━━━━━ Entries provided ━━━━━

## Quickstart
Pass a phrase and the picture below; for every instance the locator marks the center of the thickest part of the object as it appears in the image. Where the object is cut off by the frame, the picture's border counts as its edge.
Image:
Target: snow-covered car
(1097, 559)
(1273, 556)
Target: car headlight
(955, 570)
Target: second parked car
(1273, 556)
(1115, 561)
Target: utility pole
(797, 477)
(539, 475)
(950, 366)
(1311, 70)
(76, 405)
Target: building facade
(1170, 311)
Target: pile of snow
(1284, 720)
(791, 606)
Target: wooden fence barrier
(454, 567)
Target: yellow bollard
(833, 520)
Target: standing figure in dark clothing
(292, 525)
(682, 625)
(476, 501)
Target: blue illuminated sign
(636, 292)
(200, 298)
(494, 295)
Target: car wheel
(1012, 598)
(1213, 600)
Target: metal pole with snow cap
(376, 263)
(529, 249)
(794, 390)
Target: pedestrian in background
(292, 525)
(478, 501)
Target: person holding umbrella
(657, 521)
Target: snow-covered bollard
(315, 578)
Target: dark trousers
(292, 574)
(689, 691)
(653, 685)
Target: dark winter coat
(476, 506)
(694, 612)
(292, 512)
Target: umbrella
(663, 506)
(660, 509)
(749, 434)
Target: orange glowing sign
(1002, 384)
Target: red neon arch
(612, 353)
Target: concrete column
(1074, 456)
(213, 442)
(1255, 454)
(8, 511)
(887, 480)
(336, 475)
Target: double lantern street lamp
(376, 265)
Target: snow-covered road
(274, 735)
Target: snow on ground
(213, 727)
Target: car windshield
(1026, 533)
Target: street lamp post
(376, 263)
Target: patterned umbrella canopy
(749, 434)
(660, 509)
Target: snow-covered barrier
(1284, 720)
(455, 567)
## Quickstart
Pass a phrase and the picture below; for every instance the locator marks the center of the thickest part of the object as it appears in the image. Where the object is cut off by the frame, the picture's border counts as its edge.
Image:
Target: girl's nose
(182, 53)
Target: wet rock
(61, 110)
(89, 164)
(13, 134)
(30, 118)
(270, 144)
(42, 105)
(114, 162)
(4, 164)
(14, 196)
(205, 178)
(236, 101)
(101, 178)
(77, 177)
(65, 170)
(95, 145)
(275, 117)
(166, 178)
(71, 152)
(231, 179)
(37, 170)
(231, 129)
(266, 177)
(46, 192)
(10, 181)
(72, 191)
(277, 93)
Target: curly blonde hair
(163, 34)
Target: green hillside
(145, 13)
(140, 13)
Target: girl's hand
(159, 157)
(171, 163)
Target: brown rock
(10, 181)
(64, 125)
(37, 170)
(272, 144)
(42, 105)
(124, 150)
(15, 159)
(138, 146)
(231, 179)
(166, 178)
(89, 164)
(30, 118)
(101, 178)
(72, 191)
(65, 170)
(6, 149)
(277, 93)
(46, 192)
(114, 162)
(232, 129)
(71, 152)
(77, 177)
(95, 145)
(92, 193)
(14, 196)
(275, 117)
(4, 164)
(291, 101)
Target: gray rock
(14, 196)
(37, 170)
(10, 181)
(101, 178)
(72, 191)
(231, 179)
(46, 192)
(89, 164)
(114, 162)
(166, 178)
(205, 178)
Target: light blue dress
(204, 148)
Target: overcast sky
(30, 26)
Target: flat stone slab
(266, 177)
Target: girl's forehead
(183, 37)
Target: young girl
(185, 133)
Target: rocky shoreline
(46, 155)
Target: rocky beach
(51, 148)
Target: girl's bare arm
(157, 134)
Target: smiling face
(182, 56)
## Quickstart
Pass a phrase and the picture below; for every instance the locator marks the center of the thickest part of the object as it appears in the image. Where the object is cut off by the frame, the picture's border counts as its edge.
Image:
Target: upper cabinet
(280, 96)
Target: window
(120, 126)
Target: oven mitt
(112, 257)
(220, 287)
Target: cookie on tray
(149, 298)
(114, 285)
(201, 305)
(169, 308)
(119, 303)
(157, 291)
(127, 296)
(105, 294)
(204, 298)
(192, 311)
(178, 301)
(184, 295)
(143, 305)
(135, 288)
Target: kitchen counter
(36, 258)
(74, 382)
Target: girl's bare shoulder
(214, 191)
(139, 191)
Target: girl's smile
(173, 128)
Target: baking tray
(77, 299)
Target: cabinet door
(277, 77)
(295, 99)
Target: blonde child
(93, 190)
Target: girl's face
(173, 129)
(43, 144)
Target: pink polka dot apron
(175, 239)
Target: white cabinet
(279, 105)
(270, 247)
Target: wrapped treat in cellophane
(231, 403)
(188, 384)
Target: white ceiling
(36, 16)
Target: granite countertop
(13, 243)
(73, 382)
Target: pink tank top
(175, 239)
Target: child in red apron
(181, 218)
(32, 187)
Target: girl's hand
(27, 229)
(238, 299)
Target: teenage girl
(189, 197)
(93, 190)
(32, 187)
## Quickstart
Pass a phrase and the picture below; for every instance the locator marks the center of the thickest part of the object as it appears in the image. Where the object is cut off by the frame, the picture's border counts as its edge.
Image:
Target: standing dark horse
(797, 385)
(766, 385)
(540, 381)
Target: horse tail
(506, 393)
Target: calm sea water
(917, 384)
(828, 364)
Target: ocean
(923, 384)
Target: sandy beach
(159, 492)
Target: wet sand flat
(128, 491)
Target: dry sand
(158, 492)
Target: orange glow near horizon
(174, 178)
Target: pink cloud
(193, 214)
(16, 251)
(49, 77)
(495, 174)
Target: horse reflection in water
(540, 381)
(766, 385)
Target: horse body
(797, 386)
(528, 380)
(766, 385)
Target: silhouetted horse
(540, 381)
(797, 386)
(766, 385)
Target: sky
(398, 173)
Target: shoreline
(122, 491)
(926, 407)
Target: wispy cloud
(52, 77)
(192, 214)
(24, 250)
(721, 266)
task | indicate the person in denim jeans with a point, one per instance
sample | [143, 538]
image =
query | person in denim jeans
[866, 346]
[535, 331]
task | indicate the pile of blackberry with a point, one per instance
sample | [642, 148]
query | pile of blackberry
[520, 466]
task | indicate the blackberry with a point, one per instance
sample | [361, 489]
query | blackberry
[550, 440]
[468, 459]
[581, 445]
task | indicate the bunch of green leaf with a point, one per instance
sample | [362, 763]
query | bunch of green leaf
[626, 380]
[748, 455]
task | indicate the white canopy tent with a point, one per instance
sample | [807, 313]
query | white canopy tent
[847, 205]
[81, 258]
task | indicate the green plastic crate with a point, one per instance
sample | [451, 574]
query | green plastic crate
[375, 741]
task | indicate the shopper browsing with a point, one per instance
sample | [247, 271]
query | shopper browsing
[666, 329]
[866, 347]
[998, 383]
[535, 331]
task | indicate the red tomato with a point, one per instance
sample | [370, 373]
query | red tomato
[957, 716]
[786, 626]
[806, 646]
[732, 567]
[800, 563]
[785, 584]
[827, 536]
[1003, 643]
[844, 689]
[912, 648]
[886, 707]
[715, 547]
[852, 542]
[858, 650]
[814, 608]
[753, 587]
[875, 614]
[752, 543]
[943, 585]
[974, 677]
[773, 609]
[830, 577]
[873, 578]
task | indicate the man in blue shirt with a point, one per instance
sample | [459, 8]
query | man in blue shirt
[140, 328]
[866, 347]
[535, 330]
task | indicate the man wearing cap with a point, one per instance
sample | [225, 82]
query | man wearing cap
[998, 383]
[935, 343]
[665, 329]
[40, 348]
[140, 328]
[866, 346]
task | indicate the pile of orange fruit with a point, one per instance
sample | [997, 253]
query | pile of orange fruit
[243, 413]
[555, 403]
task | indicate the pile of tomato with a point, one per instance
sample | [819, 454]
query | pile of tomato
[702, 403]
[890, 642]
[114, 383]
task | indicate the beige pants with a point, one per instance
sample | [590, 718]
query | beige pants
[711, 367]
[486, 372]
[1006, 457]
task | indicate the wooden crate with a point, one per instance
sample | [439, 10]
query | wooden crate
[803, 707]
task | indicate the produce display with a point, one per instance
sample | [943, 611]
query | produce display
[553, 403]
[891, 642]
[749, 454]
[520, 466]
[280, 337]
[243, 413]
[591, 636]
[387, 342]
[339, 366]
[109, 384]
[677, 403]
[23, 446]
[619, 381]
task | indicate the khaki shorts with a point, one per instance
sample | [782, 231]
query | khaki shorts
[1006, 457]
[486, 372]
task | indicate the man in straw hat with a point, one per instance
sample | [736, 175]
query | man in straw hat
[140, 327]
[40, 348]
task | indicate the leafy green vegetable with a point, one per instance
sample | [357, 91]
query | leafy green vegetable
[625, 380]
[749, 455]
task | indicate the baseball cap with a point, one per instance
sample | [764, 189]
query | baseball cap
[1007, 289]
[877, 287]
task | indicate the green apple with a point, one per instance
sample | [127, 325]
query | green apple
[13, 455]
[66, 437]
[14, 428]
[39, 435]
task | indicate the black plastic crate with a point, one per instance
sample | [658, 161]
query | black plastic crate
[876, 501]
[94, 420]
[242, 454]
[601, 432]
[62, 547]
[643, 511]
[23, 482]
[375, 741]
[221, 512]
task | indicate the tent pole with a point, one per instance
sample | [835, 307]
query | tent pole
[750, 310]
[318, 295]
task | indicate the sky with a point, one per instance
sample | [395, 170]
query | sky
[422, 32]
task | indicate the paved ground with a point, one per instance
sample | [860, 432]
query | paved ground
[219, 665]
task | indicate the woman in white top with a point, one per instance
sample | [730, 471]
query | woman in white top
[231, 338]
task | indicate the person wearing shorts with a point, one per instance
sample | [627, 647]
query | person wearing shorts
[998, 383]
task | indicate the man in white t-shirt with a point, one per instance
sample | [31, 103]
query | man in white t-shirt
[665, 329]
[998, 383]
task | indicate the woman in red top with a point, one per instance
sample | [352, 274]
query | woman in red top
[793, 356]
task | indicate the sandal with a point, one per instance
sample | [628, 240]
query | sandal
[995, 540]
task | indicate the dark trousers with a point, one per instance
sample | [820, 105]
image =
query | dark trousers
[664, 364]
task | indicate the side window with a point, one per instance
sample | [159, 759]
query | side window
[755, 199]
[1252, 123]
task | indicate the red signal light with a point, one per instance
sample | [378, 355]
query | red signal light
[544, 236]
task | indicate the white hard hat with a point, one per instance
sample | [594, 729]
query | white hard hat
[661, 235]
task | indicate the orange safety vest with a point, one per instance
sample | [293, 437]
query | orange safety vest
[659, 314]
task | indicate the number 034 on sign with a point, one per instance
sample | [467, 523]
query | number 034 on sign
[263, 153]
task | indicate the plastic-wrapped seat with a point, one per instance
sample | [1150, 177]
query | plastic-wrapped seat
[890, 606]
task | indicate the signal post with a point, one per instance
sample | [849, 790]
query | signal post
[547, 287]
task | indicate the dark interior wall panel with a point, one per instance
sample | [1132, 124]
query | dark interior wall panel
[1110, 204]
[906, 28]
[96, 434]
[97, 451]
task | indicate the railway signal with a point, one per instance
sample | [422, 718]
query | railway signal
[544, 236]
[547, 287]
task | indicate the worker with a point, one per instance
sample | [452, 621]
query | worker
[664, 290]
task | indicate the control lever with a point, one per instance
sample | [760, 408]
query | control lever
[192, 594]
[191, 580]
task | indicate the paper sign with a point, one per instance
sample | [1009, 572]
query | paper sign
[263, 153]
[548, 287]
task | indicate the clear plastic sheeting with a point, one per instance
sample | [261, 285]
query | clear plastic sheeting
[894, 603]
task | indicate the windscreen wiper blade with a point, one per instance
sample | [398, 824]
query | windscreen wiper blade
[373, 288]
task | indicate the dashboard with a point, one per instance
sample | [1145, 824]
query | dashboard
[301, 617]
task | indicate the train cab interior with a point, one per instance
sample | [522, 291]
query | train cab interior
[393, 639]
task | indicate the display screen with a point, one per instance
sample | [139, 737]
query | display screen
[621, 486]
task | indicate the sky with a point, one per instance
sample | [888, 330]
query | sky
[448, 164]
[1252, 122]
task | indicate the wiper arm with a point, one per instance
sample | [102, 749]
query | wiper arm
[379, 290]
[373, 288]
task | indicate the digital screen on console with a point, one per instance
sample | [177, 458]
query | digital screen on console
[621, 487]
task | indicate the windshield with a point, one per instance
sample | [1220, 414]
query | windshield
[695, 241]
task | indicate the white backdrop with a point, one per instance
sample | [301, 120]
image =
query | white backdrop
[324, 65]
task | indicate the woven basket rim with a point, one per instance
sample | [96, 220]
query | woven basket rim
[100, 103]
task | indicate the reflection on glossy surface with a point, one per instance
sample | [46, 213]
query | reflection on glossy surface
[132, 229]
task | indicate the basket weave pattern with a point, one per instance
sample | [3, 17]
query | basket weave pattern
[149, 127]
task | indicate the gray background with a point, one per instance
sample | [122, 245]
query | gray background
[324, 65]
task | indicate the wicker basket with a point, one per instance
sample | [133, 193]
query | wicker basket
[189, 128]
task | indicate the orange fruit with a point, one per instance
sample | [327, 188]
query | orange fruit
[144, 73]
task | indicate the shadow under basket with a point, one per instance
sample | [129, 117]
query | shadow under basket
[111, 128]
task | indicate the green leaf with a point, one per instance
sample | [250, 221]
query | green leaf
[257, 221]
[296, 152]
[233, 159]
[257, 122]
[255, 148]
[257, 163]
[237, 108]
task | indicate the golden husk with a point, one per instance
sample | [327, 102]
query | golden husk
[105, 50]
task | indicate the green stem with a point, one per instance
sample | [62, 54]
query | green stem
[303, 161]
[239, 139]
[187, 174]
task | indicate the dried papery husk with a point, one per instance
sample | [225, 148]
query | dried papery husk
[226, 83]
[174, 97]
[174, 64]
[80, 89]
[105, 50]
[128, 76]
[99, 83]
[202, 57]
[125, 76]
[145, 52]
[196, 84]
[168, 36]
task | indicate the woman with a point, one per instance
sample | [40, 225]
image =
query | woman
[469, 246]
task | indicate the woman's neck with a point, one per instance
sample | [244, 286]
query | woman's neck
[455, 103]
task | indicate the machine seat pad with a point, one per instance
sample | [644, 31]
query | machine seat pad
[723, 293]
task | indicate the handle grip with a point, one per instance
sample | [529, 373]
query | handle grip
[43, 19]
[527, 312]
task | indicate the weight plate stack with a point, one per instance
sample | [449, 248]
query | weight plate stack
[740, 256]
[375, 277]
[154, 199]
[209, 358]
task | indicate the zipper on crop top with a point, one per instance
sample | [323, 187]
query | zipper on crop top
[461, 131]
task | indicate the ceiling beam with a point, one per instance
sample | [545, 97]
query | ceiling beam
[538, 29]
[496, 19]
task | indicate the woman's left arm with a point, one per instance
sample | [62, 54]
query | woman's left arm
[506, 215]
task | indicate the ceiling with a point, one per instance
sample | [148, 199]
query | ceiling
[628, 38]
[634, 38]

━━━━━

• Aim of the exercise: Above are the records; copy exactly the lines from the line with "query | gray background" through the line with "sample | [545, 97]", both included.

• Task output:
query | gray background
[324, 65]
task | indicate the wicker basket with a point, one per instance
sample | [133, 193]
query | wicker basket
[189, 128]
task | indicate the orange fruit with a point, one per instance
sample | [327, 188]
query | orange fruit
[144, 73]
task | indicate the shadow under basket with a point, one per instance
sample | [129, 117]
query | shadow under basket
[111, 128]
task | indicate the green leaf with a point, one per instance
sample | [250, 221]
query | green leaf
[257, 221]
[296, 152]
[233, 159]
[257, 122]
[255, 148]
[257, 163]
[237, 108]
task | indicate the golden husk with a point, one per instance
sample | [327, 102]
query | golden husk
[105, 50]
task | indicate the green stem with a point, one per instance
sample | [62, 54]
query | green stem
[303, 161]
[239, 139]
[187, 174]
task | indicate the dried papery husk with a point, one per instance
sample | [225, 148]
query | dried papery husk
[226, 83]
[174, 97]
[174, 64]
[80, 89]
[105, 50]
[128, 76]
[99, 83]
[202, 57]
[125, 76]
[145, 52]
[196, 84]
[168, 36]
task | indicate the woman with a point, one per instance
sample | [40, 225]
image =
query | woman
[469, 246]
task | indicate the woman's neck with a point, one per instance
sample | [244, 286]
query | woman's neck
[455, 103]
task | indicate the machine seat pad with a point, one per instance
sample | [644, 31]
query | machine seat pad
[723, 293]
task | indicate the handle grip with a point, one per instance
sample | [529, 373]
query | handle grip
[43, 19]
[527, 312]
task | indicate the weight plate stack with a point, one per instance
sample | [449, 248]
query | weight plate stack
[740, 256]
[375, 277]
[154, 199]
[209, 358]
task | indicate the zipper on crop top with a point, one per instance
sample | [323, 187]
query | zipper on crop top
[461, 131]
task | indicate the ceiling beam with a point, one per instance
sample | [545, 97]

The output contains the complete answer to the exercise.